**WORK TO COMPLETE:**
- a) In the article on the lockout and injured players' rehabilitation, who performed the surgery on West's knee?
- b) Extend the article on the lockout and injured players' rehabilitation, starting after its final sentence.

**PASSAGE:**

◆ ◆ ◆ ◆

Lockout puts injured players in odd position for rehab work

The trip to Orlando has been a welcome respite from the hours of rehab that West is doing in Raleigh, N.C., as he continues his recovery from a torn ACL in his left leg suffered last March 24 in Salt Lake City. Two to three times a day, five or six days a week, West is at the Athletic Performance Center in Raleigh, making rapid progress in his return. After his last visit two weeks ago to New York to see Dr. David Altchek, who performed the surgery, West's prognosis is now that he'd be ready for the start of the 2011-12 season -- if it starts on time.

"The way I'm looking at it, by October, I should be fully healthy," West said Monday morning. "When I go see Dr. Altchek in October, he should be giving me clearance to go out there and do my thing."

The lockout has been an obvious impediment in so many areas, but few are as crucial as the roadblock it presents to injured players trying to rehabilitate their injuries. Players and their agents are forbidden from having any contact with their existing teams, including their teams' medical and training staffs. A player coming off a serious injury, like West, would normally spend hours at his team's practice facility, working with physical therapists and trainers that have spent years gaining that player's confidence and trust. That trust is especially necessary when a player is vulnerable, uncertain if he'll return to past form.

◆ ◆ ◆ ◆

**PROVIDED MATERIAL:**
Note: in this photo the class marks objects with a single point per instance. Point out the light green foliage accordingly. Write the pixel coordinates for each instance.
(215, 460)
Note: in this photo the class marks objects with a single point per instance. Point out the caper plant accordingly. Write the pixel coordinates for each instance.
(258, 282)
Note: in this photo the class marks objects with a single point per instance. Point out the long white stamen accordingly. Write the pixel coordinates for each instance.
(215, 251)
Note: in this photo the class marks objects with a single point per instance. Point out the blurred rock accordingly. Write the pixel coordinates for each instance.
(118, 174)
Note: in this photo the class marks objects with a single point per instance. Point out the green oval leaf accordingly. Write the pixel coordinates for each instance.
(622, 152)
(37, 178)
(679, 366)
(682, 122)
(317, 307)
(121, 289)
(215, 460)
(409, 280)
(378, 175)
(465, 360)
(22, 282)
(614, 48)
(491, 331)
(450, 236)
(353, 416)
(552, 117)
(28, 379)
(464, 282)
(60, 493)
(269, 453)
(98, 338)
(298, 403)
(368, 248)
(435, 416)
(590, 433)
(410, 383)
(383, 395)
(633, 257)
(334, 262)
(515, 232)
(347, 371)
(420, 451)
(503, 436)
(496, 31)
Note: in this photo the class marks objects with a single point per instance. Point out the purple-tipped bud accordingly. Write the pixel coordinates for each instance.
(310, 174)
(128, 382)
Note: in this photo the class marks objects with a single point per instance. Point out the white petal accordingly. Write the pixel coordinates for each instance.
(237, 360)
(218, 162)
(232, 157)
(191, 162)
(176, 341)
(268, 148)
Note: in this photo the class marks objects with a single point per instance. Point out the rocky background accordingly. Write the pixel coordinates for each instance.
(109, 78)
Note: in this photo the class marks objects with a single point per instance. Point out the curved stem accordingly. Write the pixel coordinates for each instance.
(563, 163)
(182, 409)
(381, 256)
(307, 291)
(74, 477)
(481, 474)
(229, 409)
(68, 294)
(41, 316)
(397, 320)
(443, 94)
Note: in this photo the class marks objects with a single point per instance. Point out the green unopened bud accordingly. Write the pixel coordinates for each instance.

◆ ◆ ◆ ◆

**RESULTS IN ORDER:**
- a) Dr. David Altchek performed the surgery.

- b)
But now, players are on their own, paying for doctors and trainers out of their own pockets -- one more expense with no paychecks coming in.

West, though, has no choice. The 30-year-old opted out of the final year of his contract -- which would have paid him $7.5 million next season -- after suffering the injury. It is a gamble, to be sure, when no one knows what the new rules are going to be in a new collective bargaining agreement. But West believes he will get paid what a two-time All-Star should.

"He knows he has to be ready because it's such a big year for him," said West's agent, Lance Young.

West and Young insist that their decision to opt out will be vindicated when the lockout ends and West goes on the market.

"I talked to my agent, and my whole thing is, I just want to see what's out there," West said. "I'm not saying New Orleans isn't a possibility. I want to see what's out there. and I want an opportunity to win. I'll be 31 at the end of the summer and no matter how great I feel physically and mentally, every year you don't win is a wasted year, a blown year, an opportunity you'll never get back. I don't want any more of those years. I've played eight years. And I want the next three or four years to be different."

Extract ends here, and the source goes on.